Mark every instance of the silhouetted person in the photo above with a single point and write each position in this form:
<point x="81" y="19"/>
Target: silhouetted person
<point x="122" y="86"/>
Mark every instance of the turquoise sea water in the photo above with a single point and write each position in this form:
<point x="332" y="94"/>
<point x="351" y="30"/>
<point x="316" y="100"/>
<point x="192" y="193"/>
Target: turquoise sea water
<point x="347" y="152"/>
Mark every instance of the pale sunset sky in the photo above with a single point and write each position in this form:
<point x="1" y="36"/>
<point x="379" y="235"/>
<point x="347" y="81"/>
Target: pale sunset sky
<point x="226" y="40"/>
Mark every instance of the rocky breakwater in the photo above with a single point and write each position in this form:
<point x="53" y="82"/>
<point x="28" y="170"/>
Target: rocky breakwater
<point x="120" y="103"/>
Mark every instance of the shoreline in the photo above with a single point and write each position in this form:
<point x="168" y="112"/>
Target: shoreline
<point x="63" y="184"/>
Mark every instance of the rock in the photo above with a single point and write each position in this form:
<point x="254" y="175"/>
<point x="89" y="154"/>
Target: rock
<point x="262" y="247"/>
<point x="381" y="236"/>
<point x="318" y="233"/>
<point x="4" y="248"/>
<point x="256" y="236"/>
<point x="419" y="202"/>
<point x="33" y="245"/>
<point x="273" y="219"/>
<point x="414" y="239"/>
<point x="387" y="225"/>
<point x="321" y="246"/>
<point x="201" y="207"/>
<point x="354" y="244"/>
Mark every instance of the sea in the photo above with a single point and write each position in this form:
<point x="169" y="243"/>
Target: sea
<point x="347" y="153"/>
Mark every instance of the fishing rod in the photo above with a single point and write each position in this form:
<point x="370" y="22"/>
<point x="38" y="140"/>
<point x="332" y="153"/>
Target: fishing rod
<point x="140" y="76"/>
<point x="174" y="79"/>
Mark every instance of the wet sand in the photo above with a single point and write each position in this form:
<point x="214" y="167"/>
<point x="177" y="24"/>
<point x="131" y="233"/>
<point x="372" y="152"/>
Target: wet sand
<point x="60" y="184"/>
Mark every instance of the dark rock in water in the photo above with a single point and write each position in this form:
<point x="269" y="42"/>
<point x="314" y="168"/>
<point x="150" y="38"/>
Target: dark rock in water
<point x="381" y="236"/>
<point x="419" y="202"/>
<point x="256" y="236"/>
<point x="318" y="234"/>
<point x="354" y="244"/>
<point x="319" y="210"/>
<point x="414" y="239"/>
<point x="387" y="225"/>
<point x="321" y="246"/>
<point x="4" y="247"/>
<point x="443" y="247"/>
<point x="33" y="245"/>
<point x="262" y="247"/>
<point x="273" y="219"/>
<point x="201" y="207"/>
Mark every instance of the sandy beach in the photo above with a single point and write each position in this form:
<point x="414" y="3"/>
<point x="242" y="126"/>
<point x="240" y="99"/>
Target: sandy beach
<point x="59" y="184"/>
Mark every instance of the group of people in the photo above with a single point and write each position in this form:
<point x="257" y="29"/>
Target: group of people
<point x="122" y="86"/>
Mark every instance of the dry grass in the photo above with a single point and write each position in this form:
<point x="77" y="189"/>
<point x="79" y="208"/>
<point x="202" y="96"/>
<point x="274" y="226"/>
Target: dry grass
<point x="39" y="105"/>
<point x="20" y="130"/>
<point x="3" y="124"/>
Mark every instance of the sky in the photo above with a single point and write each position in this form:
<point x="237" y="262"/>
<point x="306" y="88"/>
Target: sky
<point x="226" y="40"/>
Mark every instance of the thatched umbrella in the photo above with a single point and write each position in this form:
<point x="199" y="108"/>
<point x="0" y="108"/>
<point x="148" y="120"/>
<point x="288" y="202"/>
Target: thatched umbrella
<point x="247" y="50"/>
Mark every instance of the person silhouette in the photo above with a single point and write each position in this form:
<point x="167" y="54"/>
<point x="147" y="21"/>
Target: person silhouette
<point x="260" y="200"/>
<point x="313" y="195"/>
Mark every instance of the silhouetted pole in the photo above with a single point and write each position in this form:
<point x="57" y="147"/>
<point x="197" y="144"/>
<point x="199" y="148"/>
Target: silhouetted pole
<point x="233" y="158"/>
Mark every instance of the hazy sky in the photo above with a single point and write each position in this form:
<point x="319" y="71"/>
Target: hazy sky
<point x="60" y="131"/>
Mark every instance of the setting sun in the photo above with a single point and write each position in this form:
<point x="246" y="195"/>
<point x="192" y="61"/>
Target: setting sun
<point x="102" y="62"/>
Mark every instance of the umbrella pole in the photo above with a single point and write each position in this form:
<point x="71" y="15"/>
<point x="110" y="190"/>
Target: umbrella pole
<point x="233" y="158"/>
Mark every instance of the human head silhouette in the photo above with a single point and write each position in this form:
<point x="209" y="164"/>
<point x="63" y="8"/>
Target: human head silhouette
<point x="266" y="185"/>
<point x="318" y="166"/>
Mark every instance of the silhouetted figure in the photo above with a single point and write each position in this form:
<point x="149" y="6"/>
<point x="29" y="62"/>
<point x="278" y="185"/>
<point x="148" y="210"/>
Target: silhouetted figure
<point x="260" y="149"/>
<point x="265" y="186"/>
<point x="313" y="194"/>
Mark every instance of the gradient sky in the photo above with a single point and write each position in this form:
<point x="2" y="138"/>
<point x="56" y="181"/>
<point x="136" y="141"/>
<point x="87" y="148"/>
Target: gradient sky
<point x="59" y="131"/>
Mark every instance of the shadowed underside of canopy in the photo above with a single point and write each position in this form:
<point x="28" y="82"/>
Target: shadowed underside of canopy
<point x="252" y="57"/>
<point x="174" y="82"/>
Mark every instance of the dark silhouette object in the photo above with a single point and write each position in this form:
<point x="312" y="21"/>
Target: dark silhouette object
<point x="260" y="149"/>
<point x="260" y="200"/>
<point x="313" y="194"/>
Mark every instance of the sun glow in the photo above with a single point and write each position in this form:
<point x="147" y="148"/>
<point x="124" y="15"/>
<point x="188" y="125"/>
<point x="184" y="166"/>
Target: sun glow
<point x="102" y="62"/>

####################

Everything from the line containing "Mark every instance of the dark silhouette" through the last line of the records must be given again exactly; leave out all other lines.

[Correct response]:
Mark every instance of the dark silhouette object in the photo above with a single point and write each position in this form:
<point x="312" y="21"/>
Target: dark silhouette object
<point x="260" y="149"/>
<point x="260" y="200"/>
<point x="313" y="194"/>
Mark every instance of the sun glow in the photo above with a single point and write each position in this form:
<point x="147" y="148"/>
<point x="124" y="15"/>
<point x="188" y="125"/>
<point x="184" y="166"/>
Target: sun glow
<point x="102" y="62"/>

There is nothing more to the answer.